**Exercise text**.
***

U.S. President Barack Obama addresses a joint news conference with French President Francois Hollande in the East Room of the White House in Washington, February 11, 2014. REUTERS/Gary Cameron

In an apparent response to heightened Republican criticism, the president also asserted that the law known as Obamacare will be good for the U.S. economy, despite a recent government estimate that it will shrink the labor force by the equivalent of 2.5 million full-time workers over the next decade.

Our goal here is not to punish folks. Our goal is to make sure that we’ve got people who can count on the financial security that health insurance provides, Obama said at a joint news conference with French President Francois Hollande.

Obama was speaking a day after his administration announced a new delay in a contentious requirement that all but the smallest businesses provide health coverage for their full-time employees or pay a tax penalty.

New regulations give medium-sized businesses an additional year to comply and phase in the same requirement for large employers.

***

**Listed entries**.

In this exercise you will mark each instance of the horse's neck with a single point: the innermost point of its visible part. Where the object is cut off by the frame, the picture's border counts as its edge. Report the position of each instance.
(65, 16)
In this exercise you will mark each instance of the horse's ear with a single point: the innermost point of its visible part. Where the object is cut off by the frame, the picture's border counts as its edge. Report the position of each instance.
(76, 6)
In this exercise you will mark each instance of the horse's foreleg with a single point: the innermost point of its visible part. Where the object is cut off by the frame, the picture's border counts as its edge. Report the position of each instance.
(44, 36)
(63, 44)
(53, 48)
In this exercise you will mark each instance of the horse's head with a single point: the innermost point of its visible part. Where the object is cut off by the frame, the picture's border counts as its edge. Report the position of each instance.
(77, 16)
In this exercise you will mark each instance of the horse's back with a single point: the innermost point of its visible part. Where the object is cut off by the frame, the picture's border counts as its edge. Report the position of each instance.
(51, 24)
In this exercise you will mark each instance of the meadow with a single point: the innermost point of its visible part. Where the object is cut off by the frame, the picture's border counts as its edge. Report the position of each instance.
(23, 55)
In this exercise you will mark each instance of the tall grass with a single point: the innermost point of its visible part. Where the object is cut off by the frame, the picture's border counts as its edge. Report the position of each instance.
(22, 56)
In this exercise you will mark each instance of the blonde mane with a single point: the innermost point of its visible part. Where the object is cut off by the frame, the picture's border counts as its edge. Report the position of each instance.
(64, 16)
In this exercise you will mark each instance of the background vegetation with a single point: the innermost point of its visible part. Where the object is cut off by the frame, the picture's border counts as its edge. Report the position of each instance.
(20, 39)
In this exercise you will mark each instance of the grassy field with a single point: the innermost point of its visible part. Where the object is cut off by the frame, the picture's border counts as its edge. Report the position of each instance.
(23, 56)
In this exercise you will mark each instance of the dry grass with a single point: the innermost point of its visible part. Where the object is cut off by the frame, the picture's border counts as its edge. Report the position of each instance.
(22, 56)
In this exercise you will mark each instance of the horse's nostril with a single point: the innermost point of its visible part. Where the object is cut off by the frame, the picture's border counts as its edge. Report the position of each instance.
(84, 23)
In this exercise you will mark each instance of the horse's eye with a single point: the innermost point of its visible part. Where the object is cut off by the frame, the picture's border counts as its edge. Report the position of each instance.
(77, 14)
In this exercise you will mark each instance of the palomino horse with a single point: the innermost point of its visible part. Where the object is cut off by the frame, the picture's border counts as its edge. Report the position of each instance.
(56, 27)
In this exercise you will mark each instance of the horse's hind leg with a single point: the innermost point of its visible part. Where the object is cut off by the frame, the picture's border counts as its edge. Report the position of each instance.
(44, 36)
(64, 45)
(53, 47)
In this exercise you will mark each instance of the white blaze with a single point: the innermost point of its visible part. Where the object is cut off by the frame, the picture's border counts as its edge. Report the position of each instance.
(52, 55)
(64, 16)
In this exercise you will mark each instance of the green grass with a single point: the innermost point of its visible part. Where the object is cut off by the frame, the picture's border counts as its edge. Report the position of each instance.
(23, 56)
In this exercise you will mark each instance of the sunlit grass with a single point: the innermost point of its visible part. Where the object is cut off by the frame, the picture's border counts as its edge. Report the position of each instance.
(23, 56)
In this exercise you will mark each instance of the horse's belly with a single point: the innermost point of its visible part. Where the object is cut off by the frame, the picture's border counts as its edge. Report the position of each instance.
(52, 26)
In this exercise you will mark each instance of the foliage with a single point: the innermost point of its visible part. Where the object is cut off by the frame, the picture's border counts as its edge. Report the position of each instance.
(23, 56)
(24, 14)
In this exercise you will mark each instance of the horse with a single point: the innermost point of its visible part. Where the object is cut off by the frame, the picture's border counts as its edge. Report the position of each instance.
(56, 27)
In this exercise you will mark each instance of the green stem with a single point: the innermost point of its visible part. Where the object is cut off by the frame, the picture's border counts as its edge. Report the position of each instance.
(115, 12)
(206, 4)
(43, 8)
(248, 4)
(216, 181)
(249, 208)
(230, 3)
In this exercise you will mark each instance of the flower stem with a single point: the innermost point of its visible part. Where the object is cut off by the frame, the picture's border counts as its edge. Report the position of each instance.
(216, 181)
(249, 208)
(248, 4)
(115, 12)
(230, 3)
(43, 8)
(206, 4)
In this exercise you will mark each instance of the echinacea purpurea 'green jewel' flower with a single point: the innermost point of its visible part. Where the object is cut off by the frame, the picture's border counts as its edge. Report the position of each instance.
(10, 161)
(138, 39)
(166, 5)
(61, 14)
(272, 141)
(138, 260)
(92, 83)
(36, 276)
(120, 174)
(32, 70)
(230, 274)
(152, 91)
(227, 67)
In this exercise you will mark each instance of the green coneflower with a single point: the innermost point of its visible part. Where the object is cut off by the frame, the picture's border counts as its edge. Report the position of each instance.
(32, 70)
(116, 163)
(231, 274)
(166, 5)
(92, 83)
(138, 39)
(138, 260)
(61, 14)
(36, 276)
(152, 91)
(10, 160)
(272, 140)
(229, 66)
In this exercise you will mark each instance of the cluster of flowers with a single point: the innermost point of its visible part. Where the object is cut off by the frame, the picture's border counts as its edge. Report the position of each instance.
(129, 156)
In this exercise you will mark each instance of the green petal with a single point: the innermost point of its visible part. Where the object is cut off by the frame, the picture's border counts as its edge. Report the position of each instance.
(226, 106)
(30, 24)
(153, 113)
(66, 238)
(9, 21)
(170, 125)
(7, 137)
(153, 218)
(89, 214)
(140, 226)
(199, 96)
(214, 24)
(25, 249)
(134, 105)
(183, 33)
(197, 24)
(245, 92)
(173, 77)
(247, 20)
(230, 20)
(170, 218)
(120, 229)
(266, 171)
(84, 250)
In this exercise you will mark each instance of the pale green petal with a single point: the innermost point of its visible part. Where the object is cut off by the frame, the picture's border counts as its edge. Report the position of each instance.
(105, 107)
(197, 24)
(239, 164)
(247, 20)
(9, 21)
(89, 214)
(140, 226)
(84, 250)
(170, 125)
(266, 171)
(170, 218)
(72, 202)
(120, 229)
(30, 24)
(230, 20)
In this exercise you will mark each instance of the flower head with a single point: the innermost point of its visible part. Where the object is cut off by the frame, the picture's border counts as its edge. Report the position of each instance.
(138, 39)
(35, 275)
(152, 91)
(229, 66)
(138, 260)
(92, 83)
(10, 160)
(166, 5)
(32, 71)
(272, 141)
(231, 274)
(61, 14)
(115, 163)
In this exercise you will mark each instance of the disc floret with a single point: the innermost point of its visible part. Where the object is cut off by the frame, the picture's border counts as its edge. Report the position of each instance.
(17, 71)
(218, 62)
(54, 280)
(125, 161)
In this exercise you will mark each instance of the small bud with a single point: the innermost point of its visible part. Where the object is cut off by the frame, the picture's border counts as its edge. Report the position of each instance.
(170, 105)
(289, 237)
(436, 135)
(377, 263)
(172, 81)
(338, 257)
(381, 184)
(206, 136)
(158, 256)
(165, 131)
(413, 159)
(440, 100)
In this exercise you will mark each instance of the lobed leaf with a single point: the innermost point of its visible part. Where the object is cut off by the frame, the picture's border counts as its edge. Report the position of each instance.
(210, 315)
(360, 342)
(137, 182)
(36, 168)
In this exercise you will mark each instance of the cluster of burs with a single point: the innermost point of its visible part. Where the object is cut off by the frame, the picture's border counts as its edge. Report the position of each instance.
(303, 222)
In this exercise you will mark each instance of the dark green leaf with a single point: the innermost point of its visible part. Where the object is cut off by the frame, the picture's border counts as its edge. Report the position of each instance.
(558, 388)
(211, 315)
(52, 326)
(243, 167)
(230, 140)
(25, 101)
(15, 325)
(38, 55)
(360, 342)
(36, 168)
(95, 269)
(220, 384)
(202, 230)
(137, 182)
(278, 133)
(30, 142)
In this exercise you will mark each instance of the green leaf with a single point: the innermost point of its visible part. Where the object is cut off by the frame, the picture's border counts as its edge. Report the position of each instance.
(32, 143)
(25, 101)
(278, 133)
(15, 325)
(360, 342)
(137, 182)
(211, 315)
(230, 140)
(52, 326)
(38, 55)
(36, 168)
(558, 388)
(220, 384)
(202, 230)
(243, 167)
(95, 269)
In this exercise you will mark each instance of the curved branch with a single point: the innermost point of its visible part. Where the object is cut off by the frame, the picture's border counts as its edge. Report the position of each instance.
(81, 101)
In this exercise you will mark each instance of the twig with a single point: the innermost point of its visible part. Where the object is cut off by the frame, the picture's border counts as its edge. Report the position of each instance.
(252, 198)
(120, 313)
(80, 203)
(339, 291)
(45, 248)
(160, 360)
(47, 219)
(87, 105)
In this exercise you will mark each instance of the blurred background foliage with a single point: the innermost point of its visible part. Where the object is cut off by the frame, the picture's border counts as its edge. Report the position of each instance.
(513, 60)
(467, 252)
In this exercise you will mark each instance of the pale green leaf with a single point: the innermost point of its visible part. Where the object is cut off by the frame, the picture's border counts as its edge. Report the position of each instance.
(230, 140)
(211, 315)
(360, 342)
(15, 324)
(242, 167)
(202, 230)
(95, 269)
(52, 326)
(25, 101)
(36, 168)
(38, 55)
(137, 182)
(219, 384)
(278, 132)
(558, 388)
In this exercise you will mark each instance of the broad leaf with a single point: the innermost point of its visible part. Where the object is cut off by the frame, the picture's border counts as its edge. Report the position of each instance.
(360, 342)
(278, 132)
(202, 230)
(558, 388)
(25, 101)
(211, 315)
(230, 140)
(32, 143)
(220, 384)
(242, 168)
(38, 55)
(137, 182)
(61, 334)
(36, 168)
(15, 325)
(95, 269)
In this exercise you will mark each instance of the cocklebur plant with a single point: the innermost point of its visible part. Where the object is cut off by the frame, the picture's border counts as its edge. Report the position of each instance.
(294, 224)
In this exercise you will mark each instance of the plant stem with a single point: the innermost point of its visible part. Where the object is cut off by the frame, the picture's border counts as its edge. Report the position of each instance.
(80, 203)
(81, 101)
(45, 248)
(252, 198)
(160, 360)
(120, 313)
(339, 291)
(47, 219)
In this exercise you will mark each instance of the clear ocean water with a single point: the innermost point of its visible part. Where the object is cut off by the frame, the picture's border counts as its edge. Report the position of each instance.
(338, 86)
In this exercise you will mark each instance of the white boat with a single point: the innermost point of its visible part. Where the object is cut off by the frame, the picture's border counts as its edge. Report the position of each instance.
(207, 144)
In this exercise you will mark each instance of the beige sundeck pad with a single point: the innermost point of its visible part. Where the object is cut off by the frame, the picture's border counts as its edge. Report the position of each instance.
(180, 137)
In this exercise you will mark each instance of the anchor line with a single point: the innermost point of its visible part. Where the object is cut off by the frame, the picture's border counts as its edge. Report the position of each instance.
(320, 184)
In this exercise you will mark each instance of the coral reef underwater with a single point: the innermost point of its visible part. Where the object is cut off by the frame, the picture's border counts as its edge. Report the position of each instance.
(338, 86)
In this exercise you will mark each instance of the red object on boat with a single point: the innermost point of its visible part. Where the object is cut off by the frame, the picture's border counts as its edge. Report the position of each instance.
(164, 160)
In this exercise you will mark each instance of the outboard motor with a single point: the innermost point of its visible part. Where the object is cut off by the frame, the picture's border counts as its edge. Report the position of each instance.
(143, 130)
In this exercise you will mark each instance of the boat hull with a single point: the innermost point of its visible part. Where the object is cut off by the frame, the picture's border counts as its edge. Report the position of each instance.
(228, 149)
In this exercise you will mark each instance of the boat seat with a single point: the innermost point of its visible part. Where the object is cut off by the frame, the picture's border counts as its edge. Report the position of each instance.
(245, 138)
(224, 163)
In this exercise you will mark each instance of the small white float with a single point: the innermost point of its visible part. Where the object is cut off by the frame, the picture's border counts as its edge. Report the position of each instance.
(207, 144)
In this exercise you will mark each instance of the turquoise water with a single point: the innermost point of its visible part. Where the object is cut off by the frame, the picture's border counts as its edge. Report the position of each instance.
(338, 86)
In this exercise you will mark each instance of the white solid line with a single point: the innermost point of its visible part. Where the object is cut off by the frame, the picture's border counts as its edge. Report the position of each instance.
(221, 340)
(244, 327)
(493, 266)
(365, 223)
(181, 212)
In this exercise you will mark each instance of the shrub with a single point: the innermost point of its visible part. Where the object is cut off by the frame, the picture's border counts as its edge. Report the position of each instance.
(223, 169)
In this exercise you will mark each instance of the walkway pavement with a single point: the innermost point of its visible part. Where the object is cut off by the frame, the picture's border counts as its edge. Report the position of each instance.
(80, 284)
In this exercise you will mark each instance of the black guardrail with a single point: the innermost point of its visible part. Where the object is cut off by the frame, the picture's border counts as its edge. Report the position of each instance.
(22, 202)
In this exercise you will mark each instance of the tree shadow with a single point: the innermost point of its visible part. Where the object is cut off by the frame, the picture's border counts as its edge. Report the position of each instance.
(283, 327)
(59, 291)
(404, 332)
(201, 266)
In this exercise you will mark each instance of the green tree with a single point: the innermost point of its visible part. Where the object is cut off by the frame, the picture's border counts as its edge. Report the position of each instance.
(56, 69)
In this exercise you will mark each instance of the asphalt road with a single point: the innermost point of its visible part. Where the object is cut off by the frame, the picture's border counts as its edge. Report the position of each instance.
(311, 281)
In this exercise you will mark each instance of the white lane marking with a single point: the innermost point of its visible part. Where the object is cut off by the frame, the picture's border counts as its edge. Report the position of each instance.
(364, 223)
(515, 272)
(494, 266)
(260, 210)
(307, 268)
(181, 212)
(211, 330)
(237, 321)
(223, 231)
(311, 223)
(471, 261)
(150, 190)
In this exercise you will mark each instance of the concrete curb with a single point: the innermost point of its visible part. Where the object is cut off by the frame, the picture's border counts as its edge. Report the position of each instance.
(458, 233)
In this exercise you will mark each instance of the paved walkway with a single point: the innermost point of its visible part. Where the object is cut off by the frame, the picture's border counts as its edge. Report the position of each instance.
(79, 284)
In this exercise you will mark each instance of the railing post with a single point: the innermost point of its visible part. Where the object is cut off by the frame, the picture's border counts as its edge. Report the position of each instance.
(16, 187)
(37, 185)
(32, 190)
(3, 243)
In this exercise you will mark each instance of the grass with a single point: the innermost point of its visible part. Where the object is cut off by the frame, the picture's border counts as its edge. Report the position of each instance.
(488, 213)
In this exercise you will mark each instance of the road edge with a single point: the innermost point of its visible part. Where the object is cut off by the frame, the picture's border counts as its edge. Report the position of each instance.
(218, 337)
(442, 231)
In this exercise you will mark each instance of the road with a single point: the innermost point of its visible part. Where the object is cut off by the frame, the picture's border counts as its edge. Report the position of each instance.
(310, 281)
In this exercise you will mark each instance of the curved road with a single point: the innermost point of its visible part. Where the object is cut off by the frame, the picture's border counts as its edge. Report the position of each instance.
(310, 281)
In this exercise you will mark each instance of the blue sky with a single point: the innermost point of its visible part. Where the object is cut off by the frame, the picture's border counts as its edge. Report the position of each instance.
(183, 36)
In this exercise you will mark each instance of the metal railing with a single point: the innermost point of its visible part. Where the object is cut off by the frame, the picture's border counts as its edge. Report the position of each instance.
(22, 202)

***

**Using the information**.
[1] Duplicate the part of the Obamacare excerpt from "In an apparent" to "President Francois Hollande.".
[2] Decide whether each statement agrees with the Obamacare excerpt, answering yes or no and quoting the deciding words. (a) Obama spoke at a joint news conference with the French president. (b) A government estimate said the law would shrink the labor force by the equivalent of 5 million full-time workers. (c) The new regulations give medium-sized businesses an additional year to comply.
[3] Answer these questions from the Obamacare excerpt.
(a) In which room of the White House was the news conference held?
(b) What must businesses pay if they do not provide health coverage for their full-time employees?
(c) Over what period does the government estimate of the labor force reduction apply?

**Task results**.
[1]
In an apparent response to heightened Republican criticism, the president also asserted that the law known as Obamacare will be good for the U.S. economy, despite a recent government estimate that it will shrink the labor force by the equivalent of 2.5 million full-time workers over the next decade.

Our goal here is not to punish folks. Our goal is to make sure that we’ve got people who can count on the financial security that health insurance provides, Obama said at a joint news conference with French President Francois Hollande.

[2]
(a) Yes: "Obama said at a joint news conference with French President Francois Hollande."
(b) No: "it will shrink the labor force by the equivalent of 2.5 million full-time workers over the next decade."
(c) Yes: "New regulations give medium-sized businesses an additional year to comply."

[3]
(a) The East Room.
(b) A tax penalty.
(c) Over the next decade.